**WHAT YOU ARE ASKED TO DO**. Copy nothing but the text: repeat each entry exactly and drop the images.
===== SUPPLIED RECORDS
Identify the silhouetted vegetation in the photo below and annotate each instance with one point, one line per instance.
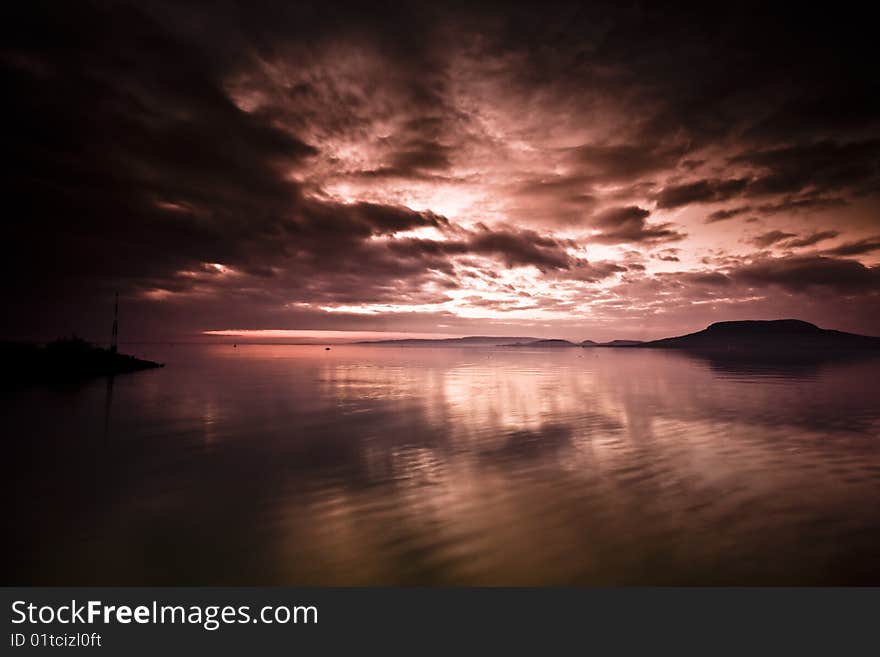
(65, 359)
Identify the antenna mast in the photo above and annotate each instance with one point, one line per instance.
(115, 334)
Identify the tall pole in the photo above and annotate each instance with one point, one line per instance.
(114, 336)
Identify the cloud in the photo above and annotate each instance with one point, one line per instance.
(627, 224)
(860, 247)
(802, 273)
(810, 240)
(701, 191)
(223, 167)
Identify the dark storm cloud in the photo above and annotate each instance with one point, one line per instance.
(772, 237)
(810, 240)
(627, 224)
(701, 191)
(860, 247)
(730, 213)
(149, 140)
(802, 273)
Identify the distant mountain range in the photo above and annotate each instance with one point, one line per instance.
(783, 334)
(748, 335)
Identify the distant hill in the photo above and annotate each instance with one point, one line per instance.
(65, 359)
(770, 335)
(473, 340)
(542, 343)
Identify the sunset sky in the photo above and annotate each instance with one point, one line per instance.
(549, 169)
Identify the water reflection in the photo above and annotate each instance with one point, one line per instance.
(377, 465)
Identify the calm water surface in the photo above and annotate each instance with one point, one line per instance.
(384, 465)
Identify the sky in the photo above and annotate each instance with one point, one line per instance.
(572, 170)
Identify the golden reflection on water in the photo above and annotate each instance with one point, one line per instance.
(382, 465)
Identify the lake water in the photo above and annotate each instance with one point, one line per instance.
(387, 465)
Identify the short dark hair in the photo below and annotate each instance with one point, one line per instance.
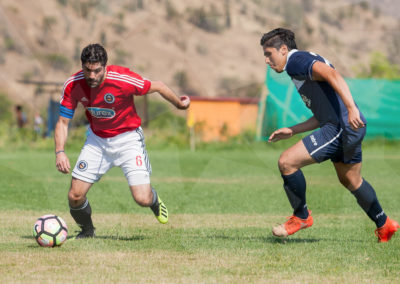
(277, 37)
(94, 53)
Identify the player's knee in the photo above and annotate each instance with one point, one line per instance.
(350, 183)
(284, 164)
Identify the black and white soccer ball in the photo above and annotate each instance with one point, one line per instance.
(50, 231)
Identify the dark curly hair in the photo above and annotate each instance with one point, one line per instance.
(94, 53)
(277, 37)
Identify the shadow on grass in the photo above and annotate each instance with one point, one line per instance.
(110, 237)
(122, 238)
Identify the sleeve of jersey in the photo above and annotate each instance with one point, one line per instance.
(300, 65)
(67, 104)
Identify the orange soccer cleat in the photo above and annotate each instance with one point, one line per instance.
(386, 232)
(292, 225)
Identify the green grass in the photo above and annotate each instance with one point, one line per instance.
(222, 206)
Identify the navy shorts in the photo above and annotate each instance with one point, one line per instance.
(327, 143)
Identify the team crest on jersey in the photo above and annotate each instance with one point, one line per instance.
(101, 112)
(306, 100)
(109, 98)
(82, 166)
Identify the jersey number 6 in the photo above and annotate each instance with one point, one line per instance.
(139, 161)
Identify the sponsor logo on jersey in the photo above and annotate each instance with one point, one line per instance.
(101, 112)
(313, 140)
(306, 100)
(82, 165)
(109, 98)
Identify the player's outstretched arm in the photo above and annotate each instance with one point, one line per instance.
(287, 132)
(60, 137)
(323, 72)
(181, 102)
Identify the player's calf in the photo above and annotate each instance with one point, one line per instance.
(292, 225)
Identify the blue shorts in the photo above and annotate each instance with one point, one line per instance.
(327, 143)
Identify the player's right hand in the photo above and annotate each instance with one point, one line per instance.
(282, 133)
(184, 102)
(62, 163)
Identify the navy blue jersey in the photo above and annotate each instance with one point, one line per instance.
(319, 97)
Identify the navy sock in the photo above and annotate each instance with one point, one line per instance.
(295, 188)
(366, 198)
(82, 215)
(155, 205)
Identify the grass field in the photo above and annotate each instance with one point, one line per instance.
(222, 206)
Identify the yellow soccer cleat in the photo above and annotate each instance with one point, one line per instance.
(160, 211)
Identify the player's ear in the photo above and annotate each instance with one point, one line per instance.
(283, 50)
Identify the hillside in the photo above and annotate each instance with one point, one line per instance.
(208, 48)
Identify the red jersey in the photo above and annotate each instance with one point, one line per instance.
(110, 107)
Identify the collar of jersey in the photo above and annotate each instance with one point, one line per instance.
(287, 58)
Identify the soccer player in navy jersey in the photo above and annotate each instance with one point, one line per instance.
(115, 137)
(340, 126)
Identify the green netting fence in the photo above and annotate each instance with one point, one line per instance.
(378, 99)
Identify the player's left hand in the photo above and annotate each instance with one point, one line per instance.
(355, 120)
(184, 102)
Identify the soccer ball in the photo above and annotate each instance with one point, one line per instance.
(50, 231)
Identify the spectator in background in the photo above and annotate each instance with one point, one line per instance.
(21, 116)
(37, 124)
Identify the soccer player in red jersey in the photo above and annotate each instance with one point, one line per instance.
(115, 137)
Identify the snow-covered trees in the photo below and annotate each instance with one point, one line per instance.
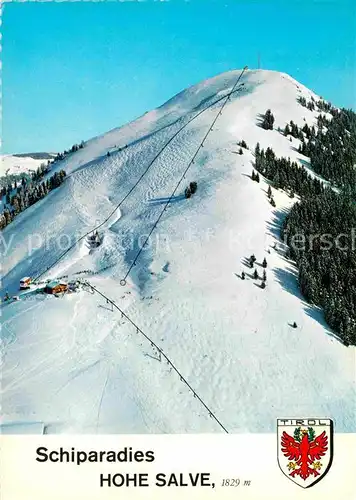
(268, 120)
(27, 193)
(191, 189)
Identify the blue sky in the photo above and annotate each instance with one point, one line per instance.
(75, 70)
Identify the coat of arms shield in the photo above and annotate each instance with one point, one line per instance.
(305, 449)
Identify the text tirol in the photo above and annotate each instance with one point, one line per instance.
(199, 479)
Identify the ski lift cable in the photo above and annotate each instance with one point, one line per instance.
(136, 183)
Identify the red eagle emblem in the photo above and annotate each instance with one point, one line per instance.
(304, 451)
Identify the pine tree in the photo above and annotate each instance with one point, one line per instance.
(268, 120)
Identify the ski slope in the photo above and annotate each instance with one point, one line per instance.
(20, 164)
(73, 365)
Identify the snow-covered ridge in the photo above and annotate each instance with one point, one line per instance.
(76, 366)
(22, 163)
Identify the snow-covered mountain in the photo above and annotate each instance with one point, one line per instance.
(72, 364)
(22, 163)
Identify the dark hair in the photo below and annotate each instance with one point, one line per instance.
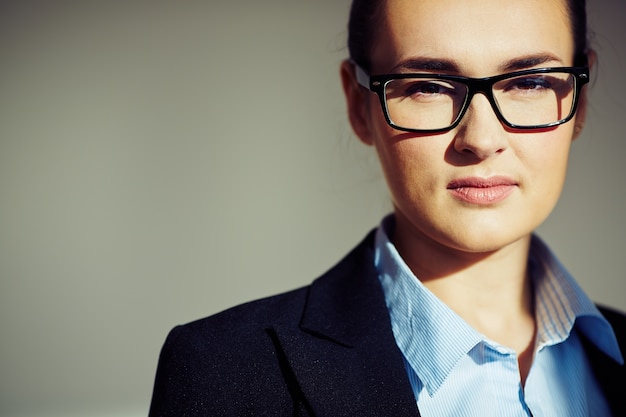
(366, 15)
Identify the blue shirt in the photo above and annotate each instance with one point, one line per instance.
(456, 371)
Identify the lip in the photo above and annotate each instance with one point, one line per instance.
(482, 191)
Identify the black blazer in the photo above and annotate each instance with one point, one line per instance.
(323, 350)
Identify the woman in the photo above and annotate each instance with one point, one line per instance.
(452, 306)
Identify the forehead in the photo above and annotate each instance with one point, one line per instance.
(477, 34)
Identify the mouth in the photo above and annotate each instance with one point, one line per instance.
(482, 191)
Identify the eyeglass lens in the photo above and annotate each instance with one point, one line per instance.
(526, 101)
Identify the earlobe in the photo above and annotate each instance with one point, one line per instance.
(356, 101)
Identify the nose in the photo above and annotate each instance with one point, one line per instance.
(480, 133)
==========
**OUTPUT OF THE TASK**.
Identify the silhouetted vegetation in the photo below and annotate each instance with one point, one line per instance.
(65, 359)
Identify the antenna mast in the photo above and annotate each instance with one point, one line per instance.
(115, 334)
Identify the tall pole in the photo above and annotate each instance with one point, one line per instance.
(114, 336)
Identify the cloud in the photo above and annotate each instance with one point, one line per instance.
(627, 224)
(860, 247)
(802, 273)
(810, 240)
(701, 191)
(223, 167)
Identify the dark storm cloud in the photo above and annotate each instance with one point, one line per instance.
(772, 237)
(810, 240)
(627, 224)
(701, 191)
(860, 247)
(730, 213)
(149, 140)
(802, 273)
Identify the distant mountain range in the photo above and annotate each instance with one point, one line per instance.
(783, 334)
(748, 335)
Identify the distant hill in the photo above and annotate each instance with one point, one line per instance.
(65, 359)
(770, 335)
(473, 340)
(542, 343)
Identify the sunset sky in the photo above and annotate each instance with one point, one line per instance.
(549, 169)
Identify the water reflection in the photo above and annotate each instance with one point, one line per instance.
(377, 465)
Identify the calm water surface in the photo above and annotate each instance with one point, one line per instance.
(384, 465)
Identify the sky in the photo above and annotate each instance with one point, one line per instance.
(572, 170)
Identify the golden reflection on water in the photo above and annotate each instance with one point, one line per instance.
(382, 465)
Identify the lake water in the photo above and annotate each instance with one point, one line per instance.
(387, 465)
Identify the short dark hair in the photo below and annotate each instance with one point, one line per instance.
(277, 37)
(94, 53)
Identify the player's knee in the photo above and annotate each instance with one point, one line per instance.
(350, 183)
(284, 164)
Identify the black and white soccer ball in the photo above and annotate each instance with one point, one line per instance.
(50, 231)
Identify the dark curly hair in the photo above and annotate each instance with one point, one line per instance.
(94, 53)
(277, 37)
Identify the shadow on grass in the photo above and annotate each instance with one point, one line per instance.
(110, 237)
(122, 238)
Identify the sleeve of jersey in the photo above and annotate each instance with one point, one line per instance.
(300, 65)
(67, 104)
Identify the orange soccer cleat in the photo above and annotate each instance with one point, one line per instance.
(386, 232)
(292, 225)
Identify the green grass in the photo above and annotate each instance with one point, one line per instance.
(222, 206)
Identify the navy shorts in the photo above and annotate each instance with one point, one line per instance.
(327, 143)
Identify the team crest on jersey in the photo above and annotate each instance with one point, one line per instance.
(101, 112)
(306, 100)
(109, 98)
(82, 166)
Identify the jersey number 6 in the photo above and annotate each instance with one point, one line per instance.
(139, 161)
Identify the sponsor logo on jersey in the photo above and annotate each instance with one point, one line per instance.
(101, 112)
(313, 140)
(306, 100)
(82, 165)
(109, 98)
Identify the player's outstretched arm in the photo above and annotate each instance with one point, one line per instance.
(287, 132)
(60, 137)
(323, 72)
(181, 102)
Identify the player's calf in the photo above and annotate each instance with one point, one line per instance.
(292, 225)
Identify the blue shorts in the photo above and annotate each instance with one point, one line per instance.
(327, 143)
Identify the player's right hand in the photo above and annotate each instance with one point, one line per instance.
(282, 133)
(184, 102)
(62, 163)
Identify the navy blue jersey in the photo above and annotate each instance with one point, one line per instance.
(319, 97)
Identify the navy sock in the photo above and annotate each instance with one point, one line per instance.
(295, 188)
(366, 198)
(82, 215)
(155, 205)
Identify the grass field in the photo above and annotate each instance with one point, one line per instance.
(222, 206)
Identify the yellow soccer cleat in the photo above and annotate each instance with one point, one line per instance.
(160, 211)
Identify the player's ear in the photo above and annotate each instance with one point, one line per instance.
(283, 50)
Identify the hillside in the photo above and annotate each instance with one point, one line per instance.
(208, 48)
Identify the red jersey in the photo above and annotate each instance with one point, one line per instance.
(110, 107)
Identify the collar of jersey in the photo above and annotate each instance with one point, one line per instance.
(287, 58)
Identify the soccer player in navy jersey in the photo above and annotate each instance with one point, one line per instance.
(115, 137)
(340, 126)
Identify the green netting fence in the photo above and annotate each instance with one point, one line per instance.
(378, 99)
Identify the player's left hand in the photo above and annotate each instance with one point, one line per instance.
(355, 120)
(184, 102)
Identify the soccer ball in the photo above and annotate each instance with one point, one line per instance.
(50, 231)
Identify the spectator in background in the photo above and annotate each instance with one point, one line per instance.
(21, 116)
(37, 124)
Identify the soccer player in red jersey in the photo above and annotate each instance with one point, one line per instance.
(115, 137)
Identify the snow-covered trees in the photo below and annotate each instance with one point, one line per instance.
(268, 120)
(27, 193)
(191, 189)
Identify the blue sky in the photo above and annotate each instance with one point, one line per instance.
(75, 70)
Identify the coat of arms shield in the photo above and annotate each instance with one point, one line per instance.
(305, 449)
Identify the text tirol in the photo above and annotate each instance with one point, one line per instance.
(199, 479)
Identify the ski lift cable in the photo above and annotate each instance with one point, one line per instance.
(136, 183)
Identify the red eagle emblem in the photo above and annotate each instance with one point, one line per instance.
(304, 451)
Identify the pine tree in the photo above and annotate each instance with one point, one line per instance.
(268, 120)
Identify the ski slope in the photo above and annotate each instance with one point, one line per instance.
(20, 164)
(73, 365)
Identify the snow-covered ridge in the photo above and annotate each instance with one point, one line per instance.
(76, 366)
(22, 163)
Identify the snow-covered mountain in the photo above and annotate each instance with one point, one line per instance.
(72, 364)
(22, 163)
Identify the dark hair in the photo below and annotate each instance with one point, one line per instance.
(366, 15)
Identify the blue shirt in the photo above and annotate each instance with one point, one line per instance.
(456, 371)
Identify the lip in the photo above and annotate each instance with one point, one line per instance.
(482, 191)
Identify the black blazer in the photo above and annotate each instance with one point, one line per instance.
(323, 350)
Identify the woman in the photo above and annotate each instance with one point, one line per instance.
(452, 306)
Identify the forehead in the photo above and annotate each instance with one point, one line per instance.
(477, 34)
Identify the mouth in the photo above and annotate each instance with one point, one line per instance.
(482, 191)
Identify the eyeglass lens in the photo above and annotate each instance with one point, one line per instance.
(526, 101)
Identify the earlobe in the photo above and annotate each instance with one point, one line per instance.
(356, 101)
Identify the nose in the photo above and annotate each instance with one point, one line per instance.
(480, 133)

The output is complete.